*EXERCISE TASK*
Return the listing word for word, as given.

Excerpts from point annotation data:
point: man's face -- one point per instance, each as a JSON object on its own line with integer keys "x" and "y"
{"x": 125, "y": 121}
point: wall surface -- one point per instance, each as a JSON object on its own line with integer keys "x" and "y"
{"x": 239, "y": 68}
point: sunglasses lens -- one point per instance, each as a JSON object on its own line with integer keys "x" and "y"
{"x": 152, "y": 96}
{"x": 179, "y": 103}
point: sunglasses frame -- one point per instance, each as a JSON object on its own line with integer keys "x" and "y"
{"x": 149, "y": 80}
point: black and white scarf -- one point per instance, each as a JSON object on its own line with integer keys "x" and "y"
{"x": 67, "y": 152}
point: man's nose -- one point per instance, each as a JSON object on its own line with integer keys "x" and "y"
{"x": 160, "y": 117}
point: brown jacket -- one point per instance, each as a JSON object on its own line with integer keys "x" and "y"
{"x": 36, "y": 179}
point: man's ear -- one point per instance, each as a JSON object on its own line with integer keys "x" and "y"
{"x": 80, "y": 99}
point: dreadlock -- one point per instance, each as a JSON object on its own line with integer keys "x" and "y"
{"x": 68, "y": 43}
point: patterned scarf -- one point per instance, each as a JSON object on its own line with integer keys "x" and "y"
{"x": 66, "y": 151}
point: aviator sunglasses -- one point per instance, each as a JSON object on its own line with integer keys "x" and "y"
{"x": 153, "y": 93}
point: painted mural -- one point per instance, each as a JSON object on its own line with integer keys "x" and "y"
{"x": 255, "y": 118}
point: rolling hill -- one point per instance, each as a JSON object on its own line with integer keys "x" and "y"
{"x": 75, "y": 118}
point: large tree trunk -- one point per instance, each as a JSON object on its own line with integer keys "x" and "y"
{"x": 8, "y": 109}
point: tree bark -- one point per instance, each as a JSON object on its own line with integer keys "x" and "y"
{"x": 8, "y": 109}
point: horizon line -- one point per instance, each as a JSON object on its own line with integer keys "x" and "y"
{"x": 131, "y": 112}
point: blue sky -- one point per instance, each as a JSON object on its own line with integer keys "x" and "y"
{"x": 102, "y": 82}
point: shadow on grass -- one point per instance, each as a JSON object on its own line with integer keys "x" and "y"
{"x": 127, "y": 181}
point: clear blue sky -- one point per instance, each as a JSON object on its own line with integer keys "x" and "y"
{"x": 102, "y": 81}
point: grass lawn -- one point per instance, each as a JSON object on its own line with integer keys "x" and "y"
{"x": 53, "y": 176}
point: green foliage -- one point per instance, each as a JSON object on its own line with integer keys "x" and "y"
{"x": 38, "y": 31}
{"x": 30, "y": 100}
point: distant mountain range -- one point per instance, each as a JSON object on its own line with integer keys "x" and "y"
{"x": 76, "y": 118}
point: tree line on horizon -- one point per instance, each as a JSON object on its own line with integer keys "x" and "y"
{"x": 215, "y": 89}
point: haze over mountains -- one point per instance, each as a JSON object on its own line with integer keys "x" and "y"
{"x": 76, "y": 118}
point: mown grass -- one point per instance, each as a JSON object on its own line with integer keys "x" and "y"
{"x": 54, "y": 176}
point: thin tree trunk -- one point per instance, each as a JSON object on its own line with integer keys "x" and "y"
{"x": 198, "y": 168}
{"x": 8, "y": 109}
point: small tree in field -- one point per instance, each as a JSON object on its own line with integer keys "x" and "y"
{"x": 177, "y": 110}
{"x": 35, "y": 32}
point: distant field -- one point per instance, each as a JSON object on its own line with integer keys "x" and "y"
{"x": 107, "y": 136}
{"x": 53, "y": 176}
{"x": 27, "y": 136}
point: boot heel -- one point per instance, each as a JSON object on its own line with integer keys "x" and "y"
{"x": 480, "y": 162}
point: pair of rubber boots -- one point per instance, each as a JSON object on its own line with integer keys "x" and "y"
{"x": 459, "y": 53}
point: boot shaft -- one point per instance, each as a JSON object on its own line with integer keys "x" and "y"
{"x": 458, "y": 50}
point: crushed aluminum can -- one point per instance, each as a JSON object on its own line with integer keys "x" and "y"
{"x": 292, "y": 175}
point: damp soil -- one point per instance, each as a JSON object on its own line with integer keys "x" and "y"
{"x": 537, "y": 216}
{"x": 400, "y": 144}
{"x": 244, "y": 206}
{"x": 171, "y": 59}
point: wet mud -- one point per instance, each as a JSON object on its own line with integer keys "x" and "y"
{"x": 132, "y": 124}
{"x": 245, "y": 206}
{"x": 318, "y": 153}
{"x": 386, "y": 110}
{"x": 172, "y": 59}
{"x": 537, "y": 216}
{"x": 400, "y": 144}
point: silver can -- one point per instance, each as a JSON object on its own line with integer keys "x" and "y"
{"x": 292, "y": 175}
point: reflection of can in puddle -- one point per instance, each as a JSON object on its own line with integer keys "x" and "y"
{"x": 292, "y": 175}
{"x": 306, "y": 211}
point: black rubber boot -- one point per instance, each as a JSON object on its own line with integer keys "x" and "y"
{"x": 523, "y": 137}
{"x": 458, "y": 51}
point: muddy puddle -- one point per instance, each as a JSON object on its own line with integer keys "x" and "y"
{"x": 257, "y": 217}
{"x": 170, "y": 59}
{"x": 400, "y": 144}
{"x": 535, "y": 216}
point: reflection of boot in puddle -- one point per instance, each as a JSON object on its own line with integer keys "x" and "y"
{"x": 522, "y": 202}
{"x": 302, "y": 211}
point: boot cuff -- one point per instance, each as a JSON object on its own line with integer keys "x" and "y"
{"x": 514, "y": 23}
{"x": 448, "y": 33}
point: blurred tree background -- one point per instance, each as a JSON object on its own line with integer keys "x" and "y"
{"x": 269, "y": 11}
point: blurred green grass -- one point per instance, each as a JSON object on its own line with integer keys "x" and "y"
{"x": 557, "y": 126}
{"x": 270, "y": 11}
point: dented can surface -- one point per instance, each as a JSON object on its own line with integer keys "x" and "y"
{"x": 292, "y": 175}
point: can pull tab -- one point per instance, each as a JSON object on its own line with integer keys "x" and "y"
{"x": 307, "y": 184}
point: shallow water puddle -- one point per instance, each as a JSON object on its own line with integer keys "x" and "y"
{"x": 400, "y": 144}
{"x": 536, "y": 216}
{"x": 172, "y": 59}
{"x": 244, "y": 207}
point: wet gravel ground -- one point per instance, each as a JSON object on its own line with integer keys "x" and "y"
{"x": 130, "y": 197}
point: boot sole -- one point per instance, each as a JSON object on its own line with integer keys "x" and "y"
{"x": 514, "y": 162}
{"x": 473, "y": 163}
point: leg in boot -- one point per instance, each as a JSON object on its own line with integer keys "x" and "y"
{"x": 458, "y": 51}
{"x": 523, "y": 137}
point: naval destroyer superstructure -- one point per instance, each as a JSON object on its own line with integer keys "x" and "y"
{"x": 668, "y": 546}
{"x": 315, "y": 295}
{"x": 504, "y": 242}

*EXERCISE RESPONSE*
point: man's face -- one point per instance, each as a JSON object on its own line with integer keys "x" and "y"
{"x": 125, "y": 121}
point: wall surface -- one point per instance, each as a JSON object on its own line with integer keys "x" and "y"
{"x": 239, "y": 68}
point: sunglasses lens -- one point per instance, each as a JSON object on its own line with integer keys "x" and "y"
{"x": 152, "y": 96}
{"x": 179, "y": 103}
point: sunglasses frame -- one point per instance, each as a JSON object on its own line with integer keys "x" and "y"
{"x": 149, "y": 80}
point: black and white scarf -- one point per instance, each as a JSON object on its own line with integer keys "x" and "y"
{"x": 67, "y": 152}
point: man's nose -- one point per instance, each as a JSON object on its own line with integer keys "x" and "y"
{"x": 160, "y": 117}
point: brown jacket -- one point per instance, each as a JSON object on its own line with integer keys "x" and "y"
{"x": 36, "y": 179}
point: man's ear -- one point per instance, each as a JSON object on its own line with integer keys "x" and "y"
{"x": 80, "y": 99}
point: dreadlock -- one point per instance, each as a JSON object on its own line with integer keys "x" and "y"
{"x": 68, "y": 43}
point: patterned scarf -- one point per instance, each as a JSON object on its own line with integer keys "x" and "y"
{"x": 66, "y": 151}
point: aviator sunglasses -- one point per instance, each as a JSON object on its own line with integer keys "x" and "y"
{"x": 153, "y": 93}
point: painted mural -- one point per instance, each as a JSON object on its own line with integer keys "x" and "y"
{"x": 255, "y": 118}
point: rolling hill -- one point per instance, each as a JSON object on its own line with integer keys "x" and "y"
{"x": 75, "y": 118}
point: large tree trunk -- one point per instance, each as a JSON object on its own line with integer keys "x" and "y"
{"x": 8, "y": 109}
point: tree bark -- one point per instance, each as a JSON object on its own line with integer keys "x" and "y"
{"x": 8, "y": 109}
point: horizon line -- one point per instance, each as a JSON object on its own line with integer keys "x" and "y"
{"x": 131, "y": 112}
point: blue sky -- one point per instance, each as a JSON object on its own line with integer keys "x" and "y"
{"x": 102, "y": 82}
point: shadow on grass -- one point per instance, each as a JSON object on its own line with integer keys "x" and "y"
{"x": 127, "y": 181}
point: clear blue sky -- one point per instance, each as a JSON object on its own line with integer keys "x" and "y"
{"x": 102, "y": 81}
point: grass lawn -- one point per instance, each as a JSON object on its own line with integer keys "x" and "y"
{"x": 53, "y": 176}
point: green foliage -- one point per instance, each as a JSON object on its own line with integer keys "x" and "y"
{"x": 38, "y": 31}
{"x": 30, "y": 100}
point: distant mountain range -- one point per instance, each as a JSON object on its own line with integer keys "x" and "y"
{"x": 76, "y": 118}
point: tree line on horizon -- one point per instance, each as a JSON object on its own line with integer keys "x" and "y"
{"x": 215, "y": 89}
point: haze over mountains -- one point per instance, each as a JSON object on its own line with integer keys "x" and "y"
{"x": 76, "y": 118}
point: mown grass -- one point per instance, each as a JSON object on its own line with integer keys "x" and "y"
{"x": 54, "y": 176}
point: thin tree trunk -- one point per instance, each as a JSON object on its own line with integer keys "x" and "y"
{"x": 198, "y": 168}
{"x": 8, "y": 109}
point: small tree in field -- one point per instance, each as a JSON object on its own line with integer keys "x" and "y"
{"x": 177, "y": 110}
{"x": 35, "y": 32}
point: distant field -- one point per instance, each as a JSON object on its own line with integer keys "x" and "y"
{"x": 107, "y": 136}
{"x": 53, "y": 176}
{"x": 27, "y": 136}
point: boot heel -- one point per instance, each as a JSON object on its own line with integer keys "x" and "y"
{"x": 480, "y": 162}
point: pair of rubber boots -- one point per instance, each as a JSON object on its own line with integer keys "x" and "y"
{"x": 459, "y": 53}
point: boot shaft -- one point per instance, each as a JSON object on its own line with integer keys "x" and "y"
{"x": 458, "y": 50}
point: crushed aluminum can -- one point per instance, each as a JSON object on its own line with integer keys "x" and "y"
{"x": 292, "y": 175}
point: damp soil -- one point per instance, each as a JSON object on its own line with integer keys "x" and "y"
{"x": 537, "y": 216}
{"x": 400, "y": 144}
{"x": 244, "y": 206}
{"x": 171, "y": 59}
point: wet mud -- one point per instance, each as a JSON object on its own line with integer keys "x" and "y"
{"x": 132, "y": 124}
{"x": 245, "y": 206}
{"x": 318, "y": 153}
{"x": 386, "y": 110}
{"x": 172, "y": 59}
{"x": 537, "y": 216}
{"x": 400, "y": 144}
point: silver can -- one point per instance, each as a JSON object on its own line with integer keys "x" and "y"
{"x": 292, "y": 175}
point: reflection of can in puddle -- one point per instance, each as a JSON object on its own line with integer keys "x" and "y"
{"x": 292, "y": 175}
{"x": 306, "y": 211}
point: black rubber boot -- one point per instance, each as a JSON object on its own line with integer keys "x" and "y"
{"x": 523, "y": 137}
{"x": 458, "y": 51}
point: muddy puddle -- one point per instance, each as a JSON object on its own line with integer keys "x" and "y"
{"x": 257, "y": 217}
{"x": 170, "y": 59}
{"x": 400, "y": 144}
{"x": 535, "y": 216}
point: reflection of boot in puddle -- one point per instance, each as a JSON object on its own line with integer keys "x" and "y"
{"x": 522, "y": 202}
{"x": 302, "y": 211}
point: boot cuff -- one point per instance, each as a JSON object on its own line with integer keys "x" and "y"
{"x": 514, "y": 23}
{"x": 448, "y": 33}
point: blurred tree background -- one point per instance, each as a JSON object on its own line with integer keys "x" and "y"
{"x": 269, "y": 11}
point: blurred green grass -- one point per instance, each as a JSON object on its own line with integer keys "x" and "y"
{"x": 557, "y": 126}
{"x": 270, "y": 11}
point: dented can surface -- one point per instance, each as a JSON object on its own line with integer keys "x" and "y"
{"x": 292, "y": 175}
point: can pull tab -- one point per instance, each as a JSON object on its own line with integer keys "x" and "y"
{"x": 307, "y": 184}
point: shallow water puddle -- one point per instance, each as a JSON object on its own line with integer keys "x" and "y"
{"x": 400, "y": 144}
{"x": 536, "y": 216}
{"x": 172, "y": 59}
{"x": 244, "y": 207}
point: wet gravel ground -- one point per instance, each as a JSON object on its own line with integer keys "x" and "y"
{"x": 130, "y": 197}
point: boot sole -- one point per instance, each as a JSON object on its own line with integer keys "x" and "y"
{"x": 514, "y": 162}
{"x": 473, "y": 163}
point: leg in boot -- one point per instance, each as a JSON object on its own line with integer keys "x" and "y"
{"x": 458, "y": 51}
{"x": 523, "y": 137}
point: naval destroyer superstructure -- one point per instance, each as a JSON object on its own line with integer keys "x" and "y"
{"x": 668, "y": 546}
{"x": 315, "y": 295}
{"x": 504, "y": 242}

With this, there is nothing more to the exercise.